**Enunciado**
Actualiza las líneas del listado que van desde la que contiene "One pin marks each instance of the armchair" hasta la que contiene "x=121 y=556", ambas incluidas. Sustituye "tree stand" por "plant stand" y deja todo lo demás intacto.

**Registros de señalamiento de objetos en fotos**
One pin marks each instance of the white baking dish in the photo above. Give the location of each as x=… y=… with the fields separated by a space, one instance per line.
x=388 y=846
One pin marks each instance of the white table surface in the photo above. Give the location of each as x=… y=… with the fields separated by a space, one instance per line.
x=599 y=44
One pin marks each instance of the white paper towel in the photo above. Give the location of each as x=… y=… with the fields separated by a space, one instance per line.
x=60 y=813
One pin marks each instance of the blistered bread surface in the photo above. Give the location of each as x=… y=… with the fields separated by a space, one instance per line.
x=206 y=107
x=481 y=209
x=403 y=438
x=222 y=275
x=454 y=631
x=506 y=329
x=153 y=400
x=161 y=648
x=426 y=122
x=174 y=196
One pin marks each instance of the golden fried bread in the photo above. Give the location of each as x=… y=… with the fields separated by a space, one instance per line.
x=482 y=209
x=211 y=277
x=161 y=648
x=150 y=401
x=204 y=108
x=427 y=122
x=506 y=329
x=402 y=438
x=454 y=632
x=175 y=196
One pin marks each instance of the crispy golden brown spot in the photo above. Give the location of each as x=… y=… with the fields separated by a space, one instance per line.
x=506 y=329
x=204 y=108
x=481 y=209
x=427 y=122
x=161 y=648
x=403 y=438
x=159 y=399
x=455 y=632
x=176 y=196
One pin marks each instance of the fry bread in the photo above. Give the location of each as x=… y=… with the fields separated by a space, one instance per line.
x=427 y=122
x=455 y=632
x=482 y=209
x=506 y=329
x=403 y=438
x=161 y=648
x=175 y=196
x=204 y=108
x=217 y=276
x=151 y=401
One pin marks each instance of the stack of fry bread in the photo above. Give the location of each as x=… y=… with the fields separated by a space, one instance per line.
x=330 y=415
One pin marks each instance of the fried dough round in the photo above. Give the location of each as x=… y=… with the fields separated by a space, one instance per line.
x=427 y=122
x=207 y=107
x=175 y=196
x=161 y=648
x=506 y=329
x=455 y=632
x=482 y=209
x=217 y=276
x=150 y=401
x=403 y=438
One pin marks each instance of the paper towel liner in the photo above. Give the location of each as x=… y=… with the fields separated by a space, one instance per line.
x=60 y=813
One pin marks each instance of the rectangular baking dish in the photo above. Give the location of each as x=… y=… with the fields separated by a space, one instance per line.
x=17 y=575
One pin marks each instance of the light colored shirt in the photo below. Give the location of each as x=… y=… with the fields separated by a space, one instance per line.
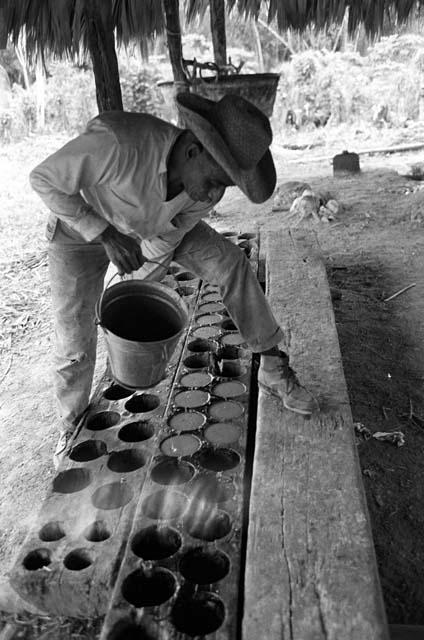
x=116 y=173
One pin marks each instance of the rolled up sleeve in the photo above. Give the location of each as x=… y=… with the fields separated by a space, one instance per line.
x=89 y=160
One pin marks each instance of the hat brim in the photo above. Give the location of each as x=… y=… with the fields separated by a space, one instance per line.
x=258 y=183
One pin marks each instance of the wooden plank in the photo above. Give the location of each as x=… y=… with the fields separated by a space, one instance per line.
x=310 y=570
x=182 y=613
x=71 y=556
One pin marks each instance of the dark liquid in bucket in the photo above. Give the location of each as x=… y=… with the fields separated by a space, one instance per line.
x=141 y=319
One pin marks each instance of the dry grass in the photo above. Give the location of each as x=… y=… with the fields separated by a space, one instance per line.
x=28 y=627
x=24 y=288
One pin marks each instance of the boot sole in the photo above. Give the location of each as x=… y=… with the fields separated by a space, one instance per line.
x=270 y=392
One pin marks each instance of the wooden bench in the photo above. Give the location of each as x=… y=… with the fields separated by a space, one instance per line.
x=310 y=568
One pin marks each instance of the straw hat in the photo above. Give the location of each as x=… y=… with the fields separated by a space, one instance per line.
x=237 y=135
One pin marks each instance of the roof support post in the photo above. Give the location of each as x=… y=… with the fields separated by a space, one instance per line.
x=173 y=36
x=101 y=43
x=219 y=41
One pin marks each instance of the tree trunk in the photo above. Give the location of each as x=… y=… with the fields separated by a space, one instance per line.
x=258 y=44
x=219 y=40
x=101 y=43
x=173 y=34
x=3 y=32
x=40 y=92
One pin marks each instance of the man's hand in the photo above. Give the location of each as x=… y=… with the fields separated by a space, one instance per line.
x=122 y=250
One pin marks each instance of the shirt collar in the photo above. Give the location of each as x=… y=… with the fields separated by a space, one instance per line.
x=163 y=170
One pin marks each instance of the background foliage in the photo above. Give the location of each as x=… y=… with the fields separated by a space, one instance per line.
x=328 y=79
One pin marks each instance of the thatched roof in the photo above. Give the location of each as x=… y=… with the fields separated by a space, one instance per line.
x=298 y=14
x=60 y=25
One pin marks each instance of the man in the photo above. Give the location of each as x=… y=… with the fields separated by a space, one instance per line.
x=133 y=187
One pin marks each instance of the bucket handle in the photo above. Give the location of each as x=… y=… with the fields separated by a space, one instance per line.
x=99 y=304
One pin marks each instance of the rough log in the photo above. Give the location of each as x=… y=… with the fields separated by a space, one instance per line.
x=310 y=570
x=103 y=55
x=173 y=34
x=219 y=41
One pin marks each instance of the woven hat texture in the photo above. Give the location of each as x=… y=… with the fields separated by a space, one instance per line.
x=237 y=135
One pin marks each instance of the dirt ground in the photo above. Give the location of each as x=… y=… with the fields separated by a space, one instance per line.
x=373 y=249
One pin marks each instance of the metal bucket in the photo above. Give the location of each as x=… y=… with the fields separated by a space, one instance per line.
x=142 y=323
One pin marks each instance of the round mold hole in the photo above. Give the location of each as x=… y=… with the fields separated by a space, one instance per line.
x=198 y=361
x=207 y=332
x=185 y=276
x=88 y=450
x=52 y=531
x=208 y=319
x=165 y=505
x=200 y=345
x=186 y=291
x=213 y=296
x=209 y=488
x=187 y=420
x=220 y=433
x=37 y=559
x=192 y=399
x=234 y=339
x=97 y=531
x=196 y=379
x=184 y=444
x=204 y=524
x=229 y=389
x=129 y=630
x=103 y=420
x=148 y=587
x=218 y=459
x=78 y=560
x=156 y=543
x=173 y=268
x=172 y=472
x=136 y=431
x=231 y=369
x=228 y=352
x=210 y=307
x=72 y=480
x=245 y=247
x=226 y=410
x=142 y=403
x=204 y=566
x=228 y=325
x=112 y=496
x=116 y=392
x=198 y=614
x=247 y=236
x=126 y=460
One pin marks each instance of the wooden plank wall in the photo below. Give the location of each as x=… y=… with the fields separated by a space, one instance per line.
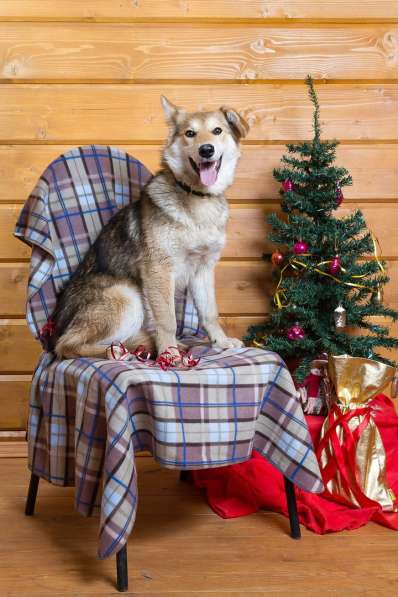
x=73 y=72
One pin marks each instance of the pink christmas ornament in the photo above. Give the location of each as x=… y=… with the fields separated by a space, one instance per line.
x=339 y=197
x=287 y=185
x=296 y=332
x=276 y=258
x=335 y=265
x=300 y=247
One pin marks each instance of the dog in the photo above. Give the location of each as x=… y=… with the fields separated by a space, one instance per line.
x=124 y=289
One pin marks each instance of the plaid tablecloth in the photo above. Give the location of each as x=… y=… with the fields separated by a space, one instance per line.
x=87 y=417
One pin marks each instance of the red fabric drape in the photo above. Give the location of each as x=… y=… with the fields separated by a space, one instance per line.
x=245 y=488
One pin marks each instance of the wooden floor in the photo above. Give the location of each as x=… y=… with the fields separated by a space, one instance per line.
x=179 y=547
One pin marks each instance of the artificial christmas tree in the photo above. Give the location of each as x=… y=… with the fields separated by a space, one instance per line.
x=328 y=277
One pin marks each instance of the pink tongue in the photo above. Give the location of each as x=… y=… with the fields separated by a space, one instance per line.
x=208 y=174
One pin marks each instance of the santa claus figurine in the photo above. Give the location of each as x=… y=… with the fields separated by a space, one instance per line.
x=314 y=392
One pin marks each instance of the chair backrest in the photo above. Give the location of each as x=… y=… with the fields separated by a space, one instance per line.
x=73 y=199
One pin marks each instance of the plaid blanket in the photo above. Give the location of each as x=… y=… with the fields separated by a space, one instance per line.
x=87 y=417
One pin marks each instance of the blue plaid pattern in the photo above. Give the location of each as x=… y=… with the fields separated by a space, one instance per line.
x=88 y=417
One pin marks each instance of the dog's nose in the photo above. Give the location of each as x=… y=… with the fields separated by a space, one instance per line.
x=206 y=151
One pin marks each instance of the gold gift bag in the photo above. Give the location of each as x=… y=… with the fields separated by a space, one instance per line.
x=351 y=452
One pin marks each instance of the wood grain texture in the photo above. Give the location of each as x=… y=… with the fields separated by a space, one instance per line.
x=19 y=351
x=131 y=113
x=247 y=229
x=117 y=51
x=14 y=395
x=243 y=287
x=216 y=557
x=374 y=169
x=221 y=10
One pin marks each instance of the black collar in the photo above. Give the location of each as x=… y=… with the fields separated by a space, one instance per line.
x=188 y=189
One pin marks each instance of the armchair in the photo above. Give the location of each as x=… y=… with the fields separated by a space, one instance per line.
x=88 y=416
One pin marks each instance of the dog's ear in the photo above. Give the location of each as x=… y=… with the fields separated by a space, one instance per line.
x=171 y=112
x=238 y=125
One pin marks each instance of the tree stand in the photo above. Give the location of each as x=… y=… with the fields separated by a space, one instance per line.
x=121 y=556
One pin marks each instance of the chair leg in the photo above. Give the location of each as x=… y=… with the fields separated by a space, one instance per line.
x=32 y=493
x=295 y=531
x=184 y=475
x=122 y=570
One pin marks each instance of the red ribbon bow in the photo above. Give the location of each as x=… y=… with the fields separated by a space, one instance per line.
x=169 y=358
x=341 y=456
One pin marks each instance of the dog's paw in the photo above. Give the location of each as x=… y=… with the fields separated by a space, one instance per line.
x=226 y=342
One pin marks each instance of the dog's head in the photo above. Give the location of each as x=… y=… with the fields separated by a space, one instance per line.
x=202 y=149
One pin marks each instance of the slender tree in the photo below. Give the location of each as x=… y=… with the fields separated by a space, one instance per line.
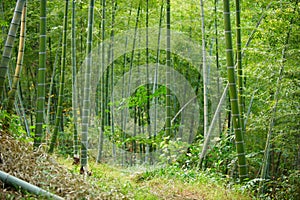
x=237 y=126
x=148 y=156
x=15 y=83
x=41 y=77
x=112 y=35
x=103 y=100
x=62 y=80
x=266 y=159
x=74 y=83
x=6 y=55
x=168 y=73
x=239 y=62
x=205 y=75
x=86 y=93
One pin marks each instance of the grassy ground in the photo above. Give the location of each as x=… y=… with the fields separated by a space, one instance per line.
x=59 y=176
x=159 y=183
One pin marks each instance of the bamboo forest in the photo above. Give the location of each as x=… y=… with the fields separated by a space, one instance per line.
x=150 y=99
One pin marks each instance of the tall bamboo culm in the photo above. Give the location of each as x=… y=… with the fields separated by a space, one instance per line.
x=86 y=92
x=41 y=77
x=237 y=126
x=62 y=80
x=12 y=92
x=103 y=106
x=74 y=83
x=239 y=62
x=6 y=55
x=168 y=73
x=205 y=76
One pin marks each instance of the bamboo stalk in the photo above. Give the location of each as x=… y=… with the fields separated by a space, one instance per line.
x=18 y=183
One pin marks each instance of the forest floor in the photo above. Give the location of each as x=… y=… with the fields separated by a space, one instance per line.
x=59 y=176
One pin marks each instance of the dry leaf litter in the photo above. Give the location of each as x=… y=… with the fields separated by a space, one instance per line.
x=40 y=169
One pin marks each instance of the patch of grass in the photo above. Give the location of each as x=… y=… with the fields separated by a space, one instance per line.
x=169 y=182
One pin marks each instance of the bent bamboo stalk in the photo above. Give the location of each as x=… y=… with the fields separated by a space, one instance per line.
x=16 y=182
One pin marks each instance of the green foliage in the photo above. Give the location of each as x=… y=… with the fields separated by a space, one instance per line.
x=13 y=125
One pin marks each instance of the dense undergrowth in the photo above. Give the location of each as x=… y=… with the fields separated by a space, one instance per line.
x=57 y=175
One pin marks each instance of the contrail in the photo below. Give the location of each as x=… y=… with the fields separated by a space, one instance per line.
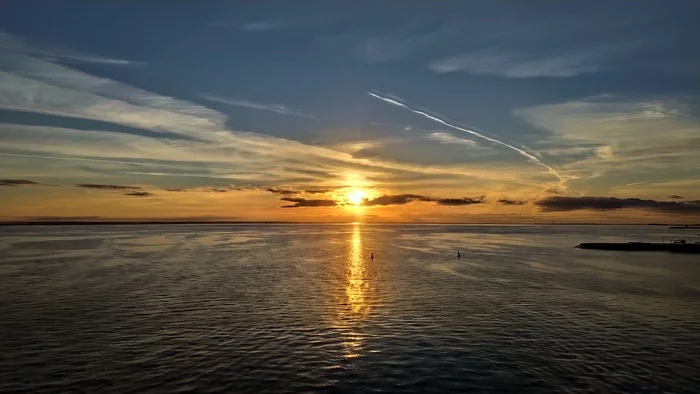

**Solución desarrollada**
One pin marks each instance of the armchair in the photo above. Give the location of each as x=… y=… with the fields separated by a space, one instance per line.
x=88 y=416
One pin marks each instance of the dog's ear in the photo above. Give the location of each as x=… y=… with the fields separated by a space, one instance per line.
x=171 y=112
x=238 y=125
One pin marks each instance of the plant stand in the photo above. Give the location of each as x=… y=… with the fields separated by a space, one instance per line.
x=121 y=556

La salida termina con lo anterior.